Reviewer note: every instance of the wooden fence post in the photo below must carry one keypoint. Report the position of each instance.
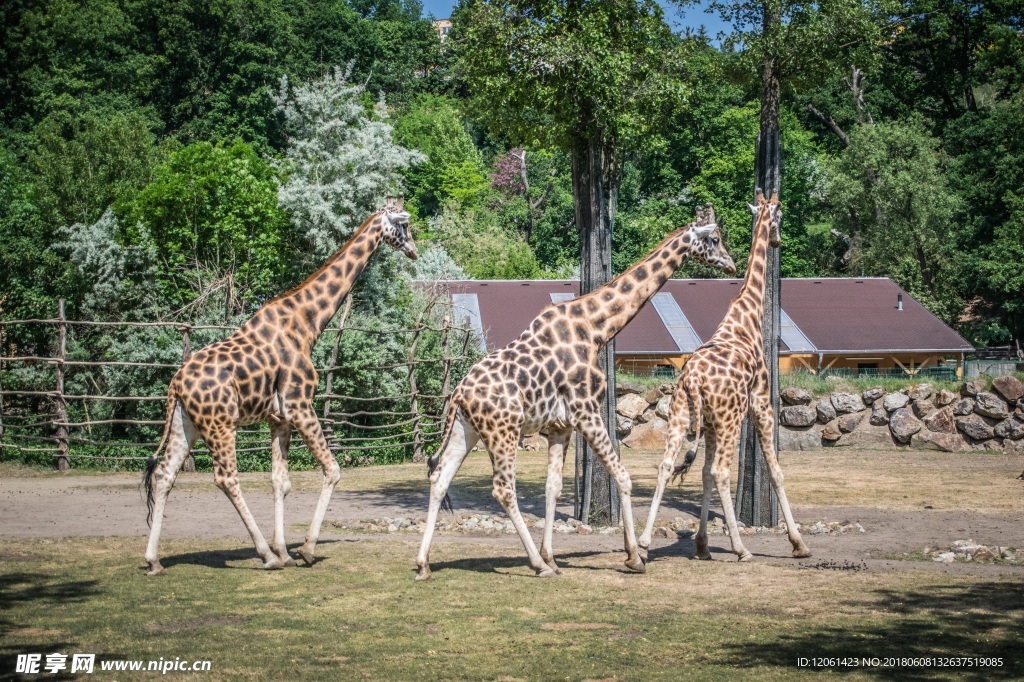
(64, 462)
(415, 403)
(1, 393)
(328, 427)
(189, 463)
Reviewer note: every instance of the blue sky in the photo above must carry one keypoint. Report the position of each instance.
(693, 16)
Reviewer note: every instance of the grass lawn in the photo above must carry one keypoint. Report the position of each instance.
(358, 614)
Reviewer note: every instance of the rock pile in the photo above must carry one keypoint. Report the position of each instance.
(968, 550)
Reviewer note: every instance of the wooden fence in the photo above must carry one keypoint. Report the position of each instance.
(35, 420)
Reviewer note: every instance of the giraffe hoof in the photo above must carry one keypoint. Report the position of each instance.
(305, 555)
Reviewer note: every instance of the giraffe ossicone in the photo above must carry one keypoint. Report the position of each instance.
(721, 382)
(263, 372)
(549, 380)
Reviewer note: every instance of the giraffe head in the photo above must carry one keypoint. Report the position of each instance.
(769, 209)
(708, 245)
(394, 221)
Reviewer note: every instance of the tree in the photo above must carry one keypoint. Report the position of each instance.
(591, 78)
(340, 163)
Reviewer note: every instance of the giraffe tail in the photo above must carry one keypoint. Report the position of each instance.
(435, 459)
(153, 461)
(691, 391)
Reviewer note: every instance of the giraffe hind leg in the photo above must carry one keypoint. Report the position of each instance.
(160, 480)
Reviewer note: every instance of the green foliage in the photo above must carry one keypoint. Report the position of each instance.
(214, 209)
(889, 192)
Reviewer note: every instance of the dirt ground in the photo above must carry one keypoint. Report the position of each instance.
(904, 500)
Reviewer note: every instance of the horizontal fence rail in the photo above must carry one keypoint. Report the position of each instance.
(45, 413)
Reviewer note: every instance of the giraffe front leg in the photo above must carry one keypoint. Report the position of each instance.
(305, 421)
(679, 422)
(708, 481)
(553, 491)
(179, 441)
(460, 441)
(502, 448)
(720, 474)
(592, 427)
(281, 436)
(764, 421)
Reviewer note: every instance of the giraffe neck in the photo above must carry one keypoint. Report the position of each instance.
(752, 295)
(636, 286)
(316, 300)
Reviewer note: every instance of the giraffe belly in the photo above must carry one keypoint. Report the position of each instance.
(543, 417)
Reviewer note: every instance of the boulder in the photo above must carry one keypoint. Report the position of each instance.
(879, 415)
(1009, 387)
(923, 408)
(631, 406)
(976, 426)
(991, 405)
(628, 388)
(847, 402)
(663, 407)
(830, 432)
(964, 407)
(942, 421)
(872, 394)
(808, 437)
(797, 415)
(903, 425)
(920, 391)
(648, 436)
(894, 401)
(970, 388)
(825, 411)
(947, 442)
(1012, 429)
(794, 395)
(847, 423)
(868, 437)
(623, 425)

□ □ □

_Written task_
Print all of the material above word for word, leaving out the pictures.

_The response_
Reviewer note: every instance of the wooden fence post in the photo below must carry one keypoint. Report the position of each instance.
(64, 462)
(415, 403)
(1, 393)
(328, 427)
(189, 463)
Reviewer note: every instance of the blue sky in the photo above must carry one keypoint. Report the position of each instance.
(693, 16)
Reviewer note: every instance of the grass lawn in the photo above must carry one keypoint. Report the position of each instance.
(358, 614)
Reviewer note: every instance of the rock pile in the photo above must carry one keypoint. Report the position of each instance.
(968, 550)
Reviewer note: every instance of the wooden fence in the photo above must carry one keypoint. Report the position of each instance.
(35, 420)
Reviewer note: every instance of the giraffe hoof in the photo above must carry one keypoint. Report the position of each instance.
(305, 555)
Reviewer note: every instance of the giraffe ossicone in the photo above must carry one keypoint. Report the position of each instance.
(721, 382)
(263, 372)
(549, 380)
Reviewer note: every instance of the giraffe head in the photo above must carry one keypoint. Report the position of each instance.
(769, 209)
(708, 245)
(394, 221)
Reviewer note: every instance of the tree in the photo above must carry one keypoint. Report the position of each instance.
(591, 78)
(340, 163)
Reviewer note: every instance of the giraffe tail in the photo above must carry one keypoint. Report the position of each instance.
(435, 459)
(153, 461)
(691, 391)
Reviewer note: every instance of the giraffe hind leg in the photo above must carry one keypoint. Report the position of each instance.
(160, 480)
Reviewer note: every instance of the green foliage in the photo above must carry one keypoint. Report the position of each instance.
(214, 209)
(889, 192)
Reviewer note: every instance of the dirt ground in the photo above must carry one keypoint. Report the position of each instance.
(904, 500)
Reviewer note: every instance of the horizontal fence rail in the photo above must carry one keypoint. Report the position of each instance.
(45, 413)
Reviewer note: every instance of the giraffe front leg in the photo above must carry one keypoint. Report the position of each instance.
(305, 421)
(679, 422)
(708, 481)
(553, 491)
(179, 441)
(460, 441)
(502, 448)
(720, 474)
(592, 427)
(281, 436)
(764, 421)
Reviewer note: every instance of the giraffe neck in the photo above must carry one keypoint. Report the position of each instance.
(752, 295)
(636, 286)
(316, 300)
Reviewer note: every instance of the giraffe belly in the photo above must carry one keypoint. Report the position of each instance.
(543, 417)
Reviewer note: every instance of the boulder in the photo above must carry one keypoint. Report the position of each instance.
(879, 415)
(1009, 387)
(923, 408)
(631, 406)
(976, 426)
(991, 405)
(628, 388)
(847, 402)
(663, 407)
(830, 432)
(964, 407)
(942, 421)
(872, 394)
(808, 437)
(797, 415)
(903, 425)
(920, 391)
(648, 436)
(894, 401)
(970, 388)
(825, 411)
(947, 442)
(1012, 429)
(794, 395)
(847, 423)
(868, 437)
(623, 425)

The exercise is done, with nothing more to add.